:: Instructions to follow ::
Without the images, output each record below as it stands.

--

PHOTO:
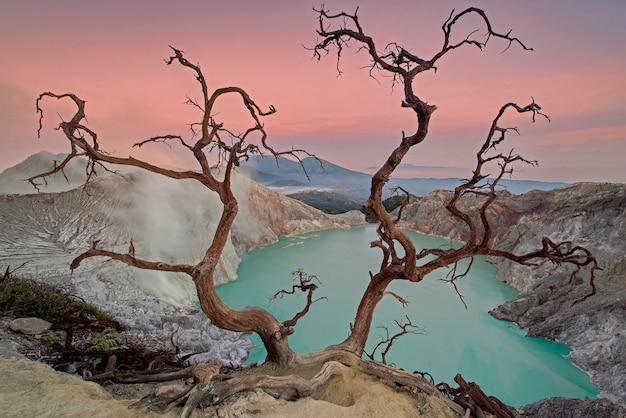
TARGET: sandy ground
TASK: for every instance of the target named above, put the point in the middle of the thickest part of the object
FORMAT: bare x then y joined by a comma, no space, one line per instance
33,389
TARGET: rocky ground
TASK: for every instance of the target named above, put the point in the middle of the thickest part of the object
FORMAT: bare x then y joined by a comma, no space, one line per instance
588,214
33,389
46,231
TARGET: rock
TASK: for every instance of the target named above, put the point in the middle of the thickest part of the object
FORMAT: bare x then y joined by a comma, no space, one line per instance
573,408
588,214
30,326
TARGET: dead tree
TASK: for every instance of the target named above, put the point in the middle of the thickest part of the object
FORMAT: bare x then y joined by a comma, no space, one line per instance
335,31
343,30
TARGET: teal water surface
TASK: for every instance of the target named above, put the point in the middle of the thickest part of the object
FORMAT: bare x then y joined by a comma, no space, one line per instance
495,354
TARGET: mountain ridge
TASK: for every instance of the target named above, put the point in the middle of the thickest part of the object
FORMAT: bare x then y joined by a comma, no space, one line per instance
287,176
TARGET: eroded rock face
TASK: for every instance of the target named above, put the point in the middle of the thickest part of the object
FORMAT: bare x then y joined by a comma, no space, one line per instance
30,326
165,219
588,214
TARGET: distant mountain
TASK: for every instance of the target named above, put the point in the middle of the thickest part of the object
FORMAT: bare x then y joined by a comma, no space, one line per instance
328,202
288,177
14,179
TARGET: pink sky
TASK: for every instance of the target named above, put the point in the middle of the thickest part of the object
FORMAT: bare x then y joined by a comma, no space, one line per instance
111,55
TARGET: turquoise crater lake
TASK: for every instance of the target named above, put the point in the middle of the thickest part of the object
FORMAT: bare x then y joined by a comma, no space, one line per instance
495,354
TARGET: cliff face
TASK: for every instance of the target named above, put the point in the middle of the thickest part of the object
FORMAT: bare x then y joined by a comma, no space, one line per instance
588,214
166,219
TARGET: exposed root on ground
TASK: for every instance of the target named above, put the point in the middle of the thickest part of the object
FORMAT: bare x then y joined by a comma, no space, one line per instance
306,375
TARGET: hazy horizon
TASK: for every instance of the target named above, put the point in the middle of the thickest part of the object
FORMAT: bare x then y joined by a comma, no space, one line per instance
111,55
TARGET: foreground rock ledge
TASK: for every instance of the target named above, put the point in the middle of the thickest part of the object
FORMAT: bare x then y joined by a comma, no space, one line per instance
33,389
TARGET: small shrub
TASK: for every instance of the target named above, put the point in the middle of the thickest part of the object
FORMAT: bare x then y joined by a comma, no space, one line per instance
29,298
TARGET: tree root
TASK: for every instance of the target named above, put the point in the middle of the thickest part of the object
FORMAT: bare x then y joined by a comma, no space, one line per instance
213,388
470,396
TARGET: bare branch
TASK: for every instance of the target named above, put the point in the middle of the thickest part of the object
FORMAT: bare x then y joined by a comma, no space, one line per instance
387,341
304,285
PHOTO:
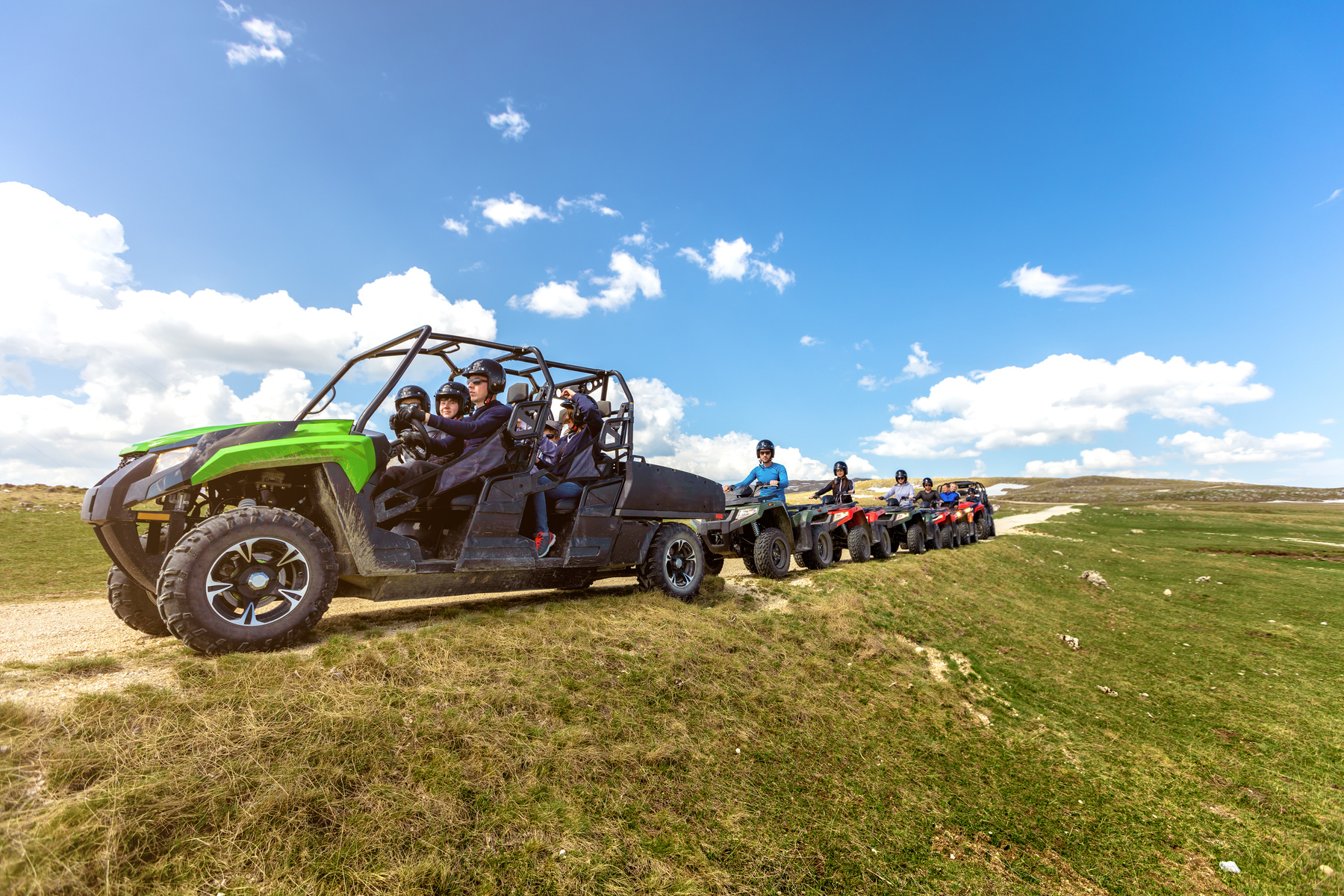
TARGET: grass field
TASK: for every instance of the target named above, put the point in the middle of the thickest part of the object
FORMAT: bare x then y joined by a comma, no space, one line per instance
789,739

--

:: Response to this exercise ::
PHOTO:
TARGET: sandy ground
TASK: for every instance of the target named above, put the point in the middle of the thickest part of the object
FORMAT: bare x then y joined by a comma, no space, one line per instance
33,389
TARGET: rocky ground
TASK: for every instance of the target named above, put the point in the middle of the thickest part of the object
FORMAT: bare x then y joined by a comma, no space, one line per instance
588,214
33,389
46,231
TARGET: rock
TASK: for every instance of the target named above, put the point in the middle of the thickest part of the object
FORMAT: bare x then y joined by a comma, no space, one line per instance
573,408
588,214
30,326
TARGET: dead tree
TASK: for every instance of the target named above, put the point in the middle of the thickest part of the object
FORMAT: bare x then y joined by a comma, no space, one line per instance
335,31
343,30
TARGET: teal water surface
TASK: for every instance of the target named above, put the point in the middle of the thickest part of the object
FORMAT: bare x then y joined by a comma, no space, one line per instance
495,354
TARGET: mountain ridge
TASK: for every instance of the target named above, put the point in the middle of the thickest part of the object
FORMAT: bare x then y joined by a comma, no space, one line per instance
287,176
TARGET: eroded rock face
TASK: for every instance of the target named above, put the point in the middle of the thickest part of the object
FORMAT: bare x then y joined by a comma, no space, one line per instance
30,326
165,219
588,214
TARGET: distant mountain
TASK: for every instance of the target named above, put the point in the middle of the thickest part of the object
FORMAT: bare x then y joined by a comma, no space, one line per instance
328,202
288,177
14,179
TARGET: pink sky
TASK: for every instance of the target named above, put the point in the middle of the thickest part of the object
FORMAT: bare x then y joined by a comma, no space, one line per instance
111,55
TARGET: turquoise crater lake
TASK: for every instance of the target named above, put the point in the middle of the thickest part of the object
FORMAT: bare x then y joined by a comma, no space, one line per instance
495,354
TARGET: cliff face
TASK: for every instance of the target named above, put the point in the middle of the thickest part of the object
FORMAT: bare x then y joined by a comma, no space, one line per instance
588,214
166,219
TARGET: exposed root on ground
TASK: for every instance of the target named above, put the point in the middle of the thickest part of the object
FORMAT: bare x then y joined by a comma, no space, one line per instance
306,375
TARGET: hazy horizon
TASK: for every instance of the target named above, put the point in the middle of the thickest part of the object
FORMAT: bare x then y joined by a comma, no space, one line per instance
111,55
TARGET: foreground rock ledge
TASK: for every instance of the target named above, put the point in the middle of the thickest part of the object
FORMAT: bare x then y joined by a comma, no space, one line per instance
33,389
TARGET: small shrub
TASK: for every instance of the target named above, put the point in the middle of the thickest part of the object
FORMAT: bare x then y joined by a comma, no space, one line per instance
29,298
TARGET: tree root
TASK: for every instance of the target named above, put the point in the middle of the thickest part of the object
FORMAT: bare x then y joined by a comma, no space, one line per instance
213,388
470,396
TARGET: bare branch
TASK: for every instance of the target named above, put the point in the middle of the thickest part of the object
FORMAT: bare x then y joined by a comma, no space, one line per instance
387,341
304,285
PHOTO:
TARGET: grass field
TASK: for every instance of the target named above, put the point in the middle of the thickest part of the object
FORMAT: bare x then y joined by a comma, no space, one line per instance
789,739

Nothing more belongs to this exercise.